[REQUIRED TASK A] Repeat a portion of the records below word for word, starting at the line that contains "Check the image above for the presence of any flowing" and ending after the line that contains "[77,130,97,137]".

— BEGIN TEXT PROVIDED —

# Whats a Hupp?



## Fathom (Aug 23, 2010)

I have a lever on the right side of my transmission.

"Mike" @ Tractoropolis thinks it is a "Hupp Trans" since it is on the right side.

But after doing some reading, I found a post:

"ALL of the 'other' brands went out the right side. Hupp, F&T, Funk, Parker, Hiesler, etc. I've even seen a Sherman Step set up to shift on the right."

So now I am really confused:dazed:

I'll get you a picture! Maybe someone can tell what it is.....

Thanks

Brian


----------



## Fathom (Aug 23, 2010)

Pictures!  
Thanks


----------



## kau (Sep 15, 2003)

I assuming the tractor is not running at this time?


----------



## Fathom (Aug 23, 2010)

kau said:


> I assuming the tractor is not running at this time?


Got it started and drove it on and off the trailer. 
But it has a flat rotten tire, so I did not drive it around.


----------



## Tractorkid4 (Oct 19, 2012)

How can you identify a Hupp transmission in a Ford 9N?


----------



## wjjones (May 28, 2010)

If I am right that lever engages the pto.


----------



## wjjones (May 28, 2010)

What I could find was the Sherman Hupp one was a dual drive, and one was an overdrive there where 2 styles that I could find.


----------



## harry16 (Dec 8, 2011)

Visit "Smith's Old Ford Tractors" website. They have a brief writeup of the Hupp transmission in the Sherman transmission section.


----------

— END TEXT PROVIDED —
— BEGIN AVAILABLE DATA —

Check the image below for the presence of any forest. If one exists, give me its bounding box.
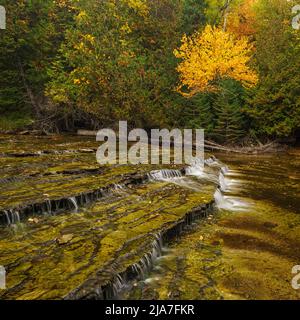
[0,0,300,145]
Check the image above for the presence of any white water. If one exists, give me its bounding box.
[4,210,21,226]
[69,197,79,212]
[214,167,251,211]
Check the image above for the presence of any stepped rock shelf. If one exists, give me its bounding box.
[0,136,216,299]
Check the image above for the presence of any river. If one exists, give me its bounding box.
[0,136,300,300]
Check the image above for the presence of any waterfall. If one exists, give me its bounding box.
[148,169,182,181]
[185,159,205,177]
[4,210,21,226]
[112,274,126,297]
[214,188,226,209]
[69,197,78,212]
[114,184,124,190]
[46,200,52,214]
[219,171,228,192]
[132,234,163,279]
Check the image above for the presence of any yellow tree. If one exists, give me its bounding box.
[174,25,258,97]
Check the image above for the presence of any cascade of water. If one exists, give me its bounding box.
[46,200,52,214]
[219,172,228,192]
[4,210,21,226]
[132,234,163,279]
[113,274,125,297]
[4,210,11,226]
[69,197,78,212]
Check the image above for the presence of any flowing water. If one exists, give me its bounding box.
[123,150,300,299]
[0,136,300,299]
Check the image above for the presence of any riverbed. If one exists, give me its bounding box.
[0,136,300,300]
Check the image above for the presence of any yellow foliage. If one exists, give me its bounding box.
[123,0,149,16]
[174,25,258,97]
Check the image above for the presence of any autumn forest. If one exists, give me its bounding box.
[0,0,300,144]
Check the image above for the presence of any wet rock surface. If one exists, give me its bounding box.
[0,136,216,299]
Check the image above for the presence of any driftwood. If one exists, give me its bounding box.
[205,140,277,154]
[77,130,97,137]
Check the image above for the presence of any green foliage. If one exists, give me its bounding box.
[247,0,300,137]
[0,0,300,143]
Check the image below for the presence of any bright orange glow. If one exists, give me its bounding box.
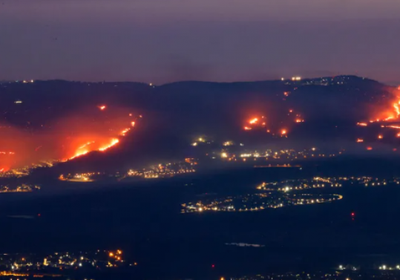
[0,105,138,172]
[249,118,258,124]
[120,128,131,136]
[99,138,119,152]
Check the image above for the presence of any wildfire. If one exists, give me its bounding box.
[249,118,258,124]
[99,138,119,152]
[120,128,131,136]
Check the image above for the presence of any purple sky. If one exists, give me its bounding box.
[0,0,400,84]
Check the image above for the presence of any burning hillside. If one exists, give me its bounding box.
[0,105,141,172]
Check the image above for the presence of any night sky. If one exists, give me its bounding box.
[0,0,400,84]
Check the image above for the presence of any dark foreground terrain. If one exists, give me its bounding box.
[0,160,400,279]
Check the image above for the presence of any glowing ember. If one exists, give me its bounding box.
[249,118,258,124]
[121,128,131,136]
[99,138,119,152]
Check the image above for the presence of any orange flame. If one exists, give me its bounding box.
[249,118,258,124]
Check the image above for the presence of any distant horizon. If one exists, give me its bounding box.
[0,74,400,87]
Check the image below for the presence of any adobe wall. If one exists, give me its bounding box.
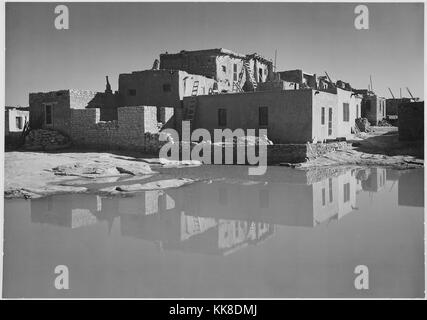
[362,95,387,125]
[119,70,215,108]
[386,98,411,116]
[312,90,338,141]
[337,88,362,137]
[5,109,29,135]
[398,101,424,141]
[29,89,96,135]
[29,90,70,134]
[189,90,312,143]
[70,106,164,151]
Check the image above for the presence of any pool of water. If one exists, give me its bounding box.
[3,166,424,298]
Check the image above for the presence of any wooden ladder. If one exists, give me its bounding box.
[243,61,258,91]
[185,80,199,121]
[233,66,246,92]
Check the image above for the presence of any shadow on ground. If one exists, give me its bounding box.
[353,127,424,159]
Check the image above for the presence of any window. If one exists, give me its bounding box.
[233,63,237,81]
[156,108,165,123]
[342,103,350,122]
[44,104,53,124]
[344,183,350,202]
[321,108,325,125]
[16,117,22,129]
[259,189,269,208]
[258,107,268,126]
[163,83,172,92]
[218,187,228,206]
[218,108,227,127]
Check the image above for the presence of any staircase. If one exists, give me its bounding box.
[243,61,258,91]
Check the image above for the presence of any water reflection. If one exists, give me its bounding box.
[3,166,424,298]
[398,170,424,207]
[31,168,396,255]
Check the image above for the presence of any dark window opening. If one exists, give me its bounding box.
[259,189,269,208]
[218,187,228,206]
[45,104,53,124]
[163,83,172,92]
[258,107,268,126]
[342,103,350,122]
[218,109,227,127]
[16,117,22,129]
[321,108,325,125]
[344,183,350,202]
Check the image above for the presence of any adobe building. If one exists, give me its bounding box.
[160,48,273,92]
[29,89,97,136]
[386,98,411,120]
[119,70,216,108]
[277,69,318,90]
[398,101,424,141]
[184,89,358,144]
[4,106,30,137]
[356,90,387,126]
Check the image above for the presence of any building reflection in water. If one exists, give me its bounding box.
[397,170,424,207]
[31,169,384,255]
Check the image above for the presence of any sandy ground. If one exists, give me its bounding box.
[298,127,424,169]
[4,151,199,199]
[5,127,424,198]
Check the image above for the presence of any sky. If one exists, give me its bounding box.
[5,3,424,106]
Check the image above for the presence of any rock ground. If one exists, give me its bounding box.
[4,127,424,199]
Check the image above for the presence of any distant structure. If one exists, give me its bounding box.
[398,101,424,141]
[4,106,30,138]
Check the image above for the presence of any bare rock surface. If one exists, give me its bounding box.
[100,178,196,194]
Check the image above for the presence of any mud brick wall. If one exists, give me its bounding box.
[398,102,424,141]
[70,106,164,151]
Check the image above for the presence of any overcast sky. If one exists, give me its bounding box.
[6,3,424,106]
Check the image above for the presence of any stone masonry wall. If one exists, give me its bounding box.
[70,106,164,152]
[398,101,424,141]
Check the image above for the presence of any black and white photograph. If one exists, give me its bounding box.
[0,1,426,302]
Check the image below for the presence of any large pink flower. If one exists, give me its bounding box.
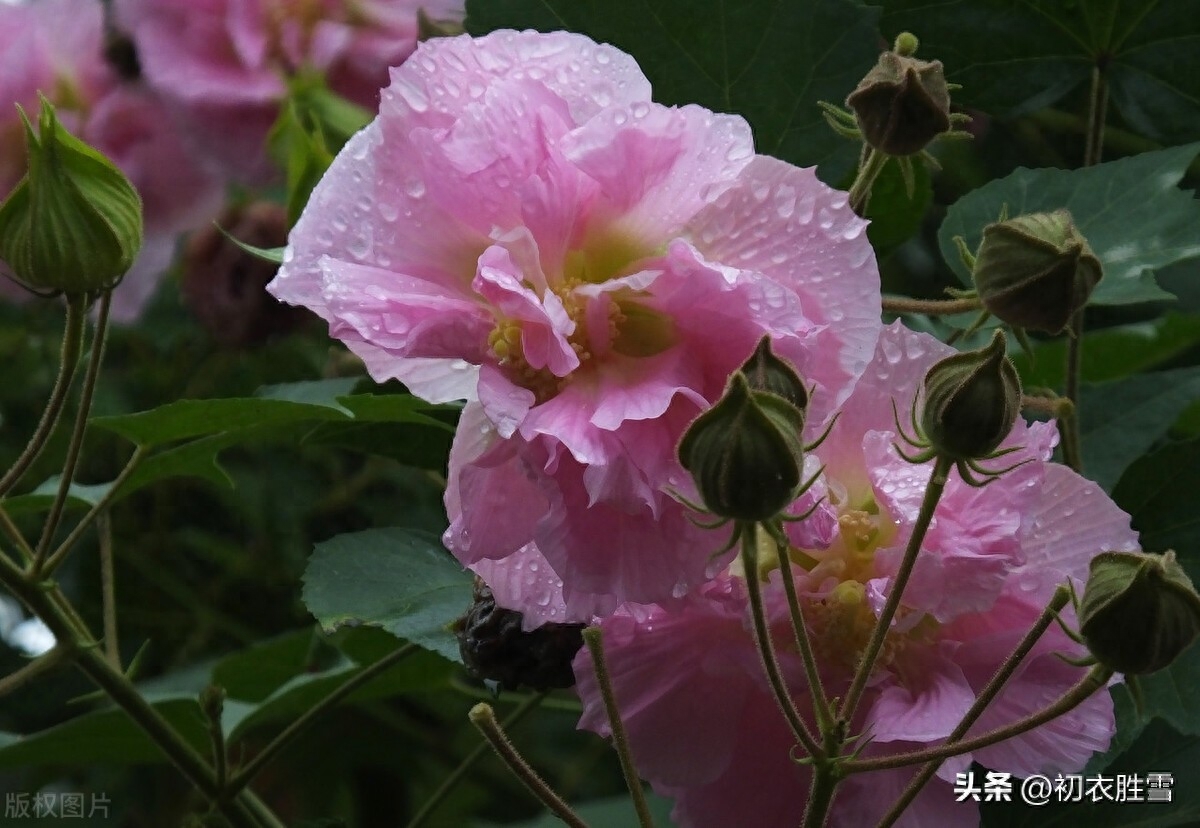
[575,323,1136,828]
[116,0,463,180]
[0,0,223,322]
[270,31,880,607]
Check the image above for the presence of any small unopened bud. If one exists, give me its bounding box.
[740,336,809,412]
[1079,551,1200,676]
[0,97,142,294]
[846,36,950,156]
[920,330,1021,461]
[454,577,584,690]
[678,372,804,521]
[973,210,1104,334]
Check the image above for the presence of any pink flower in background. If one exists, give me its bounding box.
[0,0,224,322]
[575,323,1138,828]
[270,31,880,609]
[116,0,463,181]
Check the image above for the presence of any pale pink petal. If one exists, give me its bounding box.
[1013,463,1140,596]
[563,101,754,242]
[866,646,974,743]
[688,156,881,422]
[320,258,492,362]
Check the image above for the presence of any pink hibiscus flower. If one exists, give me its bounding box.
[270,31,880,607]
[116,0,463,181]
[0,0,224,322]
[575,323,1138,828]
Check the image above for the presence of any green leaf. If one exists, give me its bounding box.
[304,529,472,661]
[1079,367,1200,492]
[1012,313,1200,389]
[937,144,1200,305]
[976,721,1200,828]
[0,694,208,769]
[467,0,880,180]
[1112,439,1200,556]
[212,222,287,264]
[4,475,112,515]
[91,380,454,446]
[882,0,1200,144]
[1112,439,1200,734]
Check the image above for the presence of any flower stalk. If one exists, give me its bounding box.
[583,626,654,828]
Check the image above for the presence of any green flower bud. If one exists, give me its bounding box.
[973,210,1104,334]
[0,97,142,294]
[679,372,804,521]
[846,38,950,156]
[1079,551,1200,676]
[739,336,809,412]
[920,330,1021,461]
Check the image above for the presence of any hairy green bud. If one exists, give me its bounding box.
[679,372,804,521]
[846,38,950,156]
[920,330,1021,461]
[740,336,809,412]
[0,97,142,294]
[973,210,1104,334]
[1079,551,1200,676]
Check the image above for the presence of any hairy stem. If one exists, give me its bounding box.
[878,587,1070,828]
[30,290,113,578]
[0,295,88,498]
[406,692,546,828]
[776,533,834,733]
[850,146,888,216]
[468,702,588,828]
[583,626,654,828]
[883,291,983,316]
[742,523,823,756]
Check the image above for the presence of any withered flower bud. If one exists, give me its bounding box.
[973,210,1104,334]
[846,36,950,156]
[1079,551,1200,676]
[182,202,308,348]
[678,372,804,521]
[454,577,584,690]
[920,329,1021,461]
[739,336,809,412]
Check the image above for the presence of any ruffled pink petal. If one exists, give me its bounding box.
[322,258,493,364]
[535,455,727,604]
[379,31,650,124]
[408,78,578,234]
[443,404,547,565]
[688,156,881,424]
[563,101,754,242]
[1013,463,1139,600]
[118,0,287,104]
[575,582,758,782]
[947,595,1115,776]
[829,763,979,828]
[472,247,580,377]
[866,644,974,743]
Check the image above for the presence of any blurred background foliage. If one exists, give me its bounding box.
[0,0,1200,828]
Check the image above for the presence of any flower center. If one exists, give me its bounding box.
[487,234,677,404]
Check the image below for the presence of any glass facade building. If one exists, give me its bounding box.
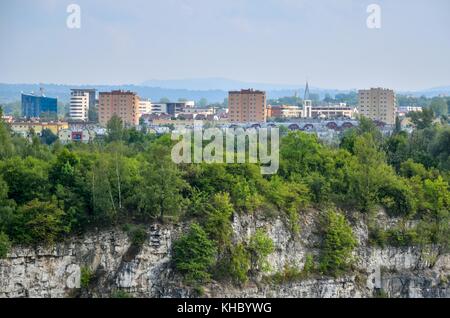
[22,94,58,119]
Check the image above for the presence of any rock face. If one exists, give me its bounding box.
[0,212,450,298]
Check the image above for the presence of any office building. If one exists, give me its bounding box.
[98,90,141,126]
[139,99,152,116]
[228,89,267,123]
[358,88,396,125]
[69,89,96,121]
[22,94,58,119]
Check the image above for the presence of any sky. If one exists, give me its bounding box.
[0,0,450,90]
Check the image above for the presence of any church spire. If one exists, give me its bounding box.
[303,81,310,100]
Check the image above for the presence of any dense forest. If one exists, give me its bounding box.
[0,112,450,283]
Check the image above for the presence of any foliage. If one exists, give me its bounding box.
[248,229,274,272]
[0,232,11,259]
[80,266,94,289]
[172,223,217,283]
[225,243,251,285]
[111,289,133,298]
[319,210,357,276]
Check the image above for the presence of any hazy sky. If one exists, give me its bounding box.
[0,0,450,90]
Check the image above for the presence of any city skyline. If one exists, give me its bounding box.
[0,0,450,91]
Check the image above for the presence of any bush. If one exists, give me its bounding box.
[204,193,234,251]
[0,232,11,259]
[173,223,217,283]
[125,224,147,247]
[320,211,357,276]
[303,254,316,275]
[111,289,133,298]
[227,243,251,285]
[80,267,94,288]
[248,229,275,272]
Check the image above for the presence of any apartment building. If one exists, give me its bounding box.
[358,88,396,125]
[139,99,152,115]
[98,91,141,126]
[228,89,267,123]
[69,89,96,121]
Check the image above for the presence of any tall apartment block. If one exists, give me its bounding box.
[69,89,96,121]
[22,94,58,120]
[139,99,152,115]
[98,91,141,126]
[358,88,396,125]
[228,89,267,123]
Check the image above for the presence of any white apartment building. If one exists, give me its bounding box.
[139,99,152,115]
[151,103,167,114]
[69,89,95,121]
[358,88,396,125]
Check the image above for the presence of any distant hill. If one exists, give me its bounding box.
[0,82,345,103]
[0,78,450,103]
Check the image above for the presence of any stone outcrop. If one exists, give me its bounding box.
[0,211,450,298]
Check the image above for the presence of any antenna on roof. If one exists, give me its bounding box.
[303,81,310,100]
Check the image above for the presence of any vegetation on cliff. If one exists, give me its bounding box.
[0,114,450,283]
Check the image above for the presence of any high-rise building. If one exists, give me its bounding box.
[22,94,58,119]
[228,89,267,123]
[302,82,312,118]
[139,99,152,115]
[69,89,95,121]
[98,91,141,126]
[358,88,396,125]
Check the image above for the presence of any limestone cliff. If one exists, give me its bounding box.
[0,211,450,297]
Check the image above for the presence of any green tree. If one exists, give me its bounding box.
[430,97,448,116]
[198,98,208,107]
[408,108,434,129]
[204,193,234,252]
[248,229,275,272]
[226,243,251,285]
[10,199,70,245]
[41,129,58,146]
[320,210,357,276]
[172,223,217,283]
[0,232,11,259]
[106,115,125,142]
[0,157,50,204]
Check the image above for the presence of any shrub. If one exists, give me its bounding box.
[173,223,217,283]
[227,243,251,284]
[303,254,316,275]
[204,193,234,251]
[248,229,274,272]
[0,232,11,259]
[320,211,357,276]
[126,225,147,247]
[80,266,94,288]
[111,289,133,298]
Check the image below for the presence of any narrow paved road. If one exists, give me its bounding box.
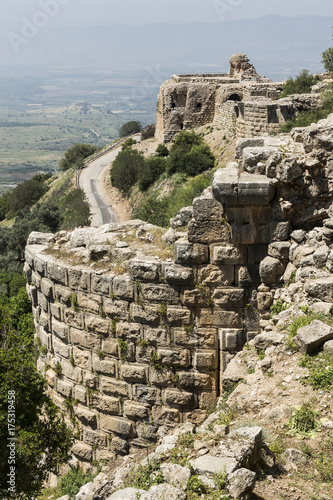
[79,146,121,227]
[79,134,141,227]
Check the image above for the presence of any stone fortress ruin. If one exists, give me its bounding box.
[156,53,318,142]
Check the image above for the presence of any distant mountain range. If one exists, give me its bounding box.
[0,16,333,79]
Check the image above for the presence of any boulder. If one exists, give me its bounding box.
[228,469,256,499]
[106,488,147,500]
[139,483,186,500]
[259,257,284,285]
[295,319,333,354]
[75,483,96,500]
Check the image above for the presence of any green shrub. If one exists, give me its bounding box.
[281,69,319,97]
[139,157,166,191]
[111,149,145,196]
[60,467,95,498]
[119,120,142,137]
[299,352,333,389]
[288,404,321,438]
[59,143,97,170]
[141,124,156,141]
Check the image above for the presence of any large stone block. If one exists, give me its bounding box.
[198,265,235,286]
[92,354,117,377]
[89,393,120,415]
[161,262,194,284]
[175,239,209,265]
[141,283,179,304]
[157,349,191,368]
[210,244,244,265]
[120,364,148,383]
[101,415,133,437]
[213,288,244,310]
[129,259,160,281]
[100,377,131,398]
[124,401,150,421]
[198,307,242,328]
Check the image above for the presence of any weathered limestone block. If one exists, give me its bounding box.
[47,261,68,286]
[268,241,291,261]
[157,349,191,368]
[130,304,160,324]
[198,307,242,328]
[52,336,70,359]
[112,276,135,301]
[63,308,84,329]
[61,360,83,384]
[144,327,169,346]
[84,313,110,335]
[141,283,178,304]
[73,385,87,406]
[259,257,285,285]
[175,239,208,265]
[52,318,69,343]
[210,244,244,265]
[305,277,333,302]
[102,338,119,356]
[54,285,73,307]
[166,306,193,326]
[219,328,244,351]
[102,297,129,321]
[199,264,235,286]
[89,394,120,415]
[178,371,212,389]
[72,442,93,462]
[257,292,274,311]
[213,288,244,310]
[67,267,91,292]
[120,364,148,383]
[100,377,131,398]
[295,319,333,354]
[161,263,194,284]
[133,384,161,405]
[69,328,101,352]
[101,415,133,437]
[153,406,181,425]
[129,259,160,281]
[91,274,114,295]
[83,429,107,448]
[41,278,53,300]
[163,389,195,406]
[77,292,102,313]
[270,221,290,241]
[193,195,223,222]
[57,379,74,398]
[124,401,150,421]
[92,354,117,377]
[187,219,230,245]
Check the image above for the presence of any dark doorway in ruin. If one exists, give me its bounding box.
[228,94,242,102]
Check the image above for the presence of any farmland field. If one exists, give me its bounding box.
[0,69,158,188]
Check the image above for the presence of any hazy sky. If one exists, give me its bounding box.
[0,0,333,34]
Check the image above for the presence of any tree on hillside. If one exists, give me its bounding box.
[167,132,215,176]
[111,148,145,195]
[119,120,142,137]
[59,143,97,170]
[0,288,72,499]
[321,47,333,73]
[281,69,318,97]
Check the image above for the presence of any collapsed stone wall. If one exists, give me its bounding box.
[25,115,333,462]
[156,54,320,142]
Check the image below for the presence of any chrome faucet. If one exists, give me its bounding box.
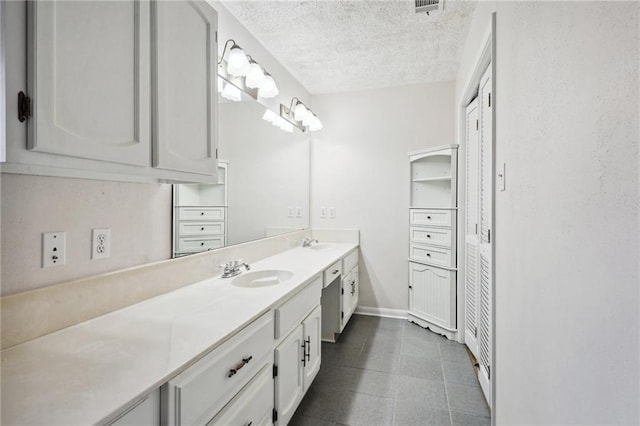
[302,237,318,247]
[220,259,251,278]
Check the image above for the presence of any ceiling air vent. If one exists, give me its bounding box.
[415,0,444,15]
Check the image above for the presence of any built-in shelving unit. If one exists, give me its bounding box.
[409,145,458,338]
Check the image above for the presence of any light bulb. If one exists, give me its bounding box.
[262,109,278,123]
[258,74,280,98]
[293,103,309,121]
[227,44,249,77]
[220,84,242,102]
[245,62,264,89]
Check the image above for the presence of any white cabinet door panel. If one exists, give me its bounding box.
[28,0,151,166]
[152,0,218,175]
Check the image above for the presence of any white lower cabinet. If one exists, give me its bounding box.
[162,311,274,426]
[274,305,322,425]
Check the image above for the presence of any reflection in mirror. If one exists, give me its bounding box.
[173,94,309,257]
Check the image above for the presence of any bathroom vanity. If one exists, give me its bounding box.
[2,238,358,426]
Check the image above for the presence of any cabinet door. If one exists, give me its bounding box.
[409,262,456,330]
[152,0,218,176]
[275,324,304,425]
[302,305,322,392]
[27,0,151,166]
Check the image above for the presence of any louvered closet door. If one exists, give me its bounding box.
[478,67,493,406]
[464,98,480,358]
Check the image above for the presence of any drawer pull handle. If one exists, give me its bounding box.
[227,355,253,377]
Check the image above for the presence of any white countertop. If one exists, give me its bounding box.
[1,243,358,426]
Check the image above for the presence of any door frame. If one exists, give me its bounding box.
[456,12,498,425]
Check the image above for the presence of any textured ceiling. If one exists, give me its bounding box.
[222,0,476,94]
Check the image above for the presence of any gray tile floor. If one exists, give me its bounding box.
[290,315,491,426]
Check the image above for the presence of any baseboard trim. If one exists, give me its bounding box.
[355,306,407,319]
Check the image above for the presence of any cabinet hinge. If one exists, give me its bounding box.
[18,91,31,123]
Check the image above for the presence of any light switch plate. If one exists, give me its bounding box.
[42,232,67,268]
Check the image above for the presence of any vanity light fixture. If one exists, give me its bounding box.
[218,39,279,98]
[280,98,322,132]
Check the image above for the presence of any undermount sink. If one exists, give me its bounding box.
[231,269,293,288]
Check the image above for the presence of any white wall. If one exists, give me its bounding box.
[456,2,640,424]
[311,82,454,312]
[1,1,309,295]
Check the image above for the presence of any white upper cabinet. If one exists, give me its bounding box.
[28,1,151,166]
[151,1,218,174]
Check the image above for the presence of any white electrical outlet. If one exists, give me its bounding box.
[91,228,111,259]
[42,232,67,268]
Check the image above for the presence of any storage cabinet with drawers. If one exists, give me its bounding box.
[409,145,458,338]
[173,161,228,257]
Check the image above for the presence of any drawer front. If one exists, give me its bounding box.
[207,363,274,426]
[342,249,358,274]
[409,243,453,267]
[168,312,274,426]
[409,226,451,247]
[178,222,224,236]
[324,260,342,287]
[178,235,224,251]
[178,207,224,220]
[409,209,451,227]
[275,277,322,339]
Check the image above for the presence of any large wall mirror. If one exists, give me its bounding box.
[173,93,310,257]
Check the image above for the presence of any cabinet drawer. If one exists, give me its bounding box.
[342,249,358,273]
[178,235,224,251]
[409,243,453,267]
[178,222,224,237]
[409,226,451,247]
[275,277,322,339]
[178,207,224,220]
[323,260,342,287]
[166,312,273,426]
[207,363,274,426]
[409,209,451,227]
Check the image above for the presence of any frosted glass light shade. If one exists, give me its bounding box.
[293,104,309,121]
[227,44,249,77]
[258,74,280,98]
[245,62,265,89]
[262,109,278,123]
[220,84,242,102]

— END AVAILABLE DATA —

[REQUIRED TASK B] From the forum thread about the Hupp transmission, quote the passage that starts at the words "## Tractorkid4 (Oct" and ends after the words "engages the pto.".

[PROBLEM SOLUTION A]
Check the image above for the presence of any flowing water. If one exists, give me its bounding box.
[123,150,300,299]
[0,136,300,299]
Check the image above for the presence of any riverbed. If one exists, give me its bounding box.
[0,136,300,300]
Check the image above for the presence of any yellow foliage. If one exists, give me its bounding box.
[123,0,149,16]
[174,25,258,97]
Check the image above for the presence of any autumn forest. If one exists, give me its bounding box.
[0,0,300,144]
Check the image above for the presence of any wet rock surface. If one exists, give me its bounding box.
[0,136,216,299]
Check the image above for the presence of any driftwood. If one exists, give me its bounding box.
[205,140,277,154]
[77,130,97,137]

[PROBLEM SOLUTION B]
## Tractorkid4 (Oct 19, 2012)

How can you identify a Hupp transmission in a Ford 9N?


----------



## wjjones (May 28, 2010)

If I am right that lever engages the pto.